> [OBJECTIVE]
Extract the records from their first line through the line containing "point(111, 507)", and copy those lines without changing anything.

> [DATA FOR THIS TASK]

═══

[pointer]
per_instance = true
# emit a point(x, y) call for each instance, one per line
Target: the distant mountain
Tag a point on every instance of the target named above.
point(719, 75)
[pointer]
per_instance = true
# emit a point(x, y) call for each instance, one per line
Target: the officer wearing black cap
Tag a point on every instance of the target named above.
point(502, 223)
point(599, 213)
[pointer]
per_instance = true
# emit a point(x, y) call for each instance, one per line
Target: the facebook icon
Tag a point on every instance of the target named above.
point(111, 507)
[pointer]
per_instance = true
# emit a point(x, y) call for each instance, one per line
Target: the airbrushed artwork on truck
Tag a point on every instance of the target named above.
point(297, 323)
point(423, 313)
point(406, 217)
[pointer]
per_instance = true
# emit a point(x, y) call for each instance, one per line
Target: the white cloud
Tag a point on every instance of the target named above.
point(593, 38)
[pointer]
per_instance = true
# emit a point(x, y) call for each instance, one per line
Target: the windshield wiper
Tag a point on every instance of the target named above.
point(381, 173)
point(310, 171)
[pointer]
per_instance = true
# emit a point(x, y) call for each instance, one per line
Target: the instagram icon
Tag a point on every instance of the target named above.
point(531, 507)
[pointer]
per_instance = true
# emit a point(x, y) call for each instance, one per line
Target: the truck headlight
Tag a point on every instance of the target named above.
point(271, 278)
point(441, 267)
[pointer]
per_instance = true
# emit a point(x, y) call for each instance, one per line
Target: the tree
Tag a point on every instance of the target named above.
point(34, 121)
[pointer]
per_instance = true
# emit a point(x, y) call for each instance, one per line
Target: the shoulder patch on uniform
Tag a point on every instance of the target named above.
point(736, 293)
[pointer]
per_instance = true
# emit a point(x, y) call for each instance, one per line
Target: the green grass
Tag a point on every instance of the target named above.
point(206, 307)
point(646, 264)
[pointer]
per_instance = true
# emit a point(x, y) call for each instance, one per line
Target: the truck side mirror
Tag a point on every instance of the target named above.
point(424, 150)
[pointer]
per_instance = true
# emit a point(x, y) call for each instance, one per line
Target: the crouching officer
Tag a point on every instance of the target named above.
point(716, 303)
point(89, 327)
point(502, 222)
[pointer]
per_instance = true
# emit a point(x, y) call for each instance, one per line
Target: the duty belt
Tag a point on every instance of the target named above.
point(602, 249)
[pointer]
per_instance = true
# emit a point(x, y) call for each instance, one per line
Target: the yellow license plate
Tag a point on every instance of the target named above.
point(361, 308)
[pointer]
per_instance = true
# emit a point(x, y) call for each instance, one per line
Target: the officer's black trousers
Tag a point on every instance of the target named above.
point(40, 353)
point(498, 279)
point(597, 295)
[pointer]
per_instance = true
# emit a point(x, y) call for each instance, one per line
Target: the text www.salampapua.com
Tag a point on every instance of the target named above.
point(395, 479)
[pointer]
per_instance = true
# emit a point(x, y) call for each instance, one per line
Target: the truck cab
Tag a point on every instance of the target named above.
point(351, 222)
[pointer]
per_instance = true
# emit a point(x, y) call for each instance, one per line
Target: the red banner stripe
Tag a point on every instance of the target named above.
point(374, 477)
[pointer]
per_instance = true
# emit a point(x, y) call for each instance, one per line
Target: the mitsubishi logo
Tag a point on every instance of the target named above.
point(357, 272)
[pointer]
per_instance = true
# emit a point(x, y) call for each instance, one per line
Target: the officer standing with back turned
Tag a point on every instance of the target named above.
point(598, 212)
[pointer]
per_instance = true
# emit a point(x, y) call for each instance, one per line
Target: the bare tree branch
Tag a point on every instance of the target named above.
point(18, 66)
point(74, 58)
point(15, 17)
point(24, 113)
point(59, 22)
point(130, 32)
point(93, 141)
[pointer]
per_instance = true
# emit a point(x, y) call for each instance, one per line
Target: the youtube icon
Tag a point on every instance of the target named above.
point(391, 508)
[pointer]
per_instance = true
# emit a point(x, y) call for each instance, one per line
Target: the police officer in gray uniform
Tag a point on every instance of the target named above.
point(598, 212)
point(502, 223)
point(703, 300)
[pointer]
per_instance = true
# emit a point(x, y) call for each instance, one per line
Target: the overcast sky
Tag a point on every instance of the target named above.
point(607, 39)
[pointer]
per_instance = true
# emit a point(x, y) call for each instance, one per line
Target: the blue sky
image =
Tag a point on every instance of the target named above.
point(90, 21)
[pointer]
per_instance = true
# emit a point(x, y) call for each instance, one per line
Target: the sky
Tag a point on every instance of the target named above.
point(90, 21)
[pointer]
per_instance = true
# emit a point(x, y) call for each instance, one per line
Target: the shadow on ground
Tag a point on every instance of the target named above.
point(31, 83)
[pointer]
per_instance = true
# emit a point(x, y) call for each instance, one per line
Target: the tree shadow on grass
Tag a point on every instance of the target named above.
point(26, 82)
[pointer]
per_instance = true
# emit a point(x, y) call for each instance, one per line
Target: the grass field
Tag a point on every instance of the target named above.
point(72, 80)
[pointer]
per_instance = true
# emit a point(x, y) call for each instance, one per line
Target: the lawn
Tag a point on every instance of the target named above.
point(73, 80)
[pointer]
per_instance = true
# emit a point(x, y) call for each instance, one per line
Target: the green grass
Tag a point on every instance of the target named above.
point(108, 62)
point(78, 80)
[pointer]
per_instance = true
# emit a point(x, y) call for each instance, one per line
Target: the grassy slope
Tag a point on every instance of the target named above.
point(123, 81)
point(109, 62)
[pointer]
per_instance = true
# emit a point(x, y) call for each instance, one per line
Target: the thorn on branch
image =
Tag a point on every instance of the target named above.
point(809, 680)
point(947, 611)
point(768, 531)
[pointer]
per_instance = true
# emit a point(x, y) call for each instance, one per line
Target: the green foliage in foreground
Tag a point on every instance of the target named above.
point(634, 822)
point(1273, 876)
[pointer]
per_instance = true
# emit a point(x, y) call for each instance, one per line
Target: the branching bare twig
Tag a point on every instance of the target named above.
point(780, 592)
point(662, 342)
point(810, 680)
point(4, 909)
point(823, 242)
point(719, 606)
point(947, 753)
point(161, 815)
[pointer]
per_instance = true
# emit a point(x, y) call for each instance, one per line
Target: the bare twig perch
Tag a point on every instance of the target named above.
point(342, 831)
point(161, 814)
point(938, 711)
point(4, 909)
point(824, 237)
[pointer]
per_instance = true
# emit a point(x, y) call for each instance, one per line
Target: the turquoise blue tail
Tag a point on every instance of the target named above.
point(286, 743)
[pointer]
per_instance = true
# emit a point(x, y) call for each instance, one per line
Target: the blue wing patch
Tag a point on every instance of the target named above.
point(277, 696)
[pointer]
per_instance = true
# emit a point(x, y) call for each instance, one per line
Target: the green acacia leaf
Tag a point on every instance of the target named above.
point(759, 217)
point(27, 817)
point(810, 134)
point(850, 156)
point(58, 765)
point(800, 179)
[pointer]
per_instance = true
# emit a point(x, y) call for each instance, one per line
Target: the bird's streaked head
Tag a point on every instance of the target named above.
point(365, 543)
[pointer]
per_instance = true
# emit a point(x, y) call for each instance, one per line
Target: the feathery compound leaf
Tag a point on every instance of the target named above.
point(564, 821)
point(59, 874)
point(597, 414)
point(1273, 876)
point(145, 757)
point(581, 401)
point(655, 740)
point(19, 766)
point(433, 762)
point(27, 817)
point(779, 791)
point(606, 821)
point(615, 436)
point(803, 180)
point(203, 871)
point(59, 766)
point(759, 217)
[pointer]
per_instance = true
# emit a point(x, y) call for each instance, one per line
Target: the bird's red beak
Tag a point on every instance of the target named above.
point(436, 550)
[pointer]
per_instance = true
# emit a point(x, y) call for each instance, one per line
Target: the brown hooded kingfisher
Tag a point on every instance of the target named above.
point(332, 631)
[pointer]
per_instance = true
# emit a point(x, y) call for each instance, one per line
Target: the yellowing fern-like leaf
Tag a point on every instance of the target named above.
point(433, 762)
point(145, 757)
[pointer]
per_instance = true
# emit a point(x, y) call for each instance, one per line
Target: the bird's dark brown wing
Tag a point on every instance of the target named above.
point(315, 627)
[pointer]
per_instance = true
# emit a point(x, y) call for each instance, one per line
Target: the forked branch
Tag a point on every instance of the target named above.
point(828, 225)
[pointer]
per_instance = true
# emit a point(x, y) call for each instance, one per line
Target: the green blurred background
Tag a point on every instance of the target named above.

═══

> [ANSWER TO THIS TASK]
[pointer]
per_instance = true
# emit a point(x, y) call for each instance, one per line
Target: the distant mountain
Tag a point on every instance of the target named above.
point(719, 75)
[pointer]
per_instance = true
# emit a point(x, y) call for each instance, one per line
Target: the officer wearing black cap
Tag a point on every instance of the target named above.
point(502, 223)
point(599, 213)
[pointer]
per_instance = true
# emit a point(x, y) call for each instance, one per line
Target: the facebook icon
Tag a point on every instance of the target named above.
point(111, 507)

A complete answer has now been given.